**Challenges**.
1. Quote the passage in the discussion of Descartes's "I think" between "Bernard, I would" and "fact of experiencing.", inclusive.
2. Extend the discussion of Descartes's "I think" past its final sentence.

Bernx at aol.com wrote:

>jPolanik writes:

>>2. a few pages later, Heidegger writes “The ‘I think’ is reason, is
>>its fundamental act”. Descartes defines ‘I think’ as we would say ‘I
>>experience’. a more accurate translation of ‘cogito; ergo, sum’ into
>>today’s idiom would be ‘I experience; therefore, I am’

>The fallacy in this is that experience goes far beyond what is
>thinkable and leaves I am unqualified, incomplete and thus stuck in
>the limitations of cogito.

Bernard, I would agree in the sense in which ‘beyond’ connotes ‘greater
depth’.
Joe;
I would expect “greater depth” to include the other functions constituting
the structure of the personality beside the Nous function of cogito, ie.,
the Psy functions of feeling/emotion and perception. Saying as
much I realize that from the strictly thinking standpoint “feeling”
remains in contention along with doxa.

the case for the proposition ‘I experience; therefore, I am’ rest upon
the fact of experiencing.

**Collected data**.
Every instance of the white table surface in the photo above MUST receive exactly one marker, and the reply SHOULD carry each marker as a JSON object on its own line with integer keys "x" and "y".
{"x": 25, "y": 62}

**Exercise responses**.
1.
Bernard, I would agree in the sense in which ‘beyond’ connotes ‘greater
depth’.
Joe;
I would expect “greater depth” to include the other functions constituting
the structure of the personality beside the Nous function of cogito, ie.,
the Psy functions of feeling/emotion and perception. Saying as
much I realize that from the strictly thinking standpoint “feeling”
remains in contention along with doxa.

the case for the proposition ‘I experience; therefore, I am’ rest upon
the fact of experiencing.

2.
imagine any sort of pre-reflective experience; for example, walking
along a quiet path thru the forest in the springtime. you suddenly
notice a bird singing; and, perhaps, even that you have been hearing it
for some brief time before it fully pulled you out of your reverie.
reflecting on the fact of this immediate experience you say, ‘I
experience’.

Yes, of course, but in that sense the thinking reflection is always
apostiori and ex post facto to experience and, at that, only a part
of reflection/response

that statement, ‘I experience’, certainly represents or encodes a
thought; but, it reports a logically prior fact — the experiential
fact of which it is a report.

But it may be neither a “report” or prior to fact, but an
unmarked sensation or intuition that remain beyond the
reach of thinking. Ordinarilly, if something is not reflected
through thinking it is considered “unconscious” or beyong
the reach of consciousness. This, however, is equally true
for emotional or perceptive experience and not just “thinking”
(that the West equates as the bedrock of “consciousness”).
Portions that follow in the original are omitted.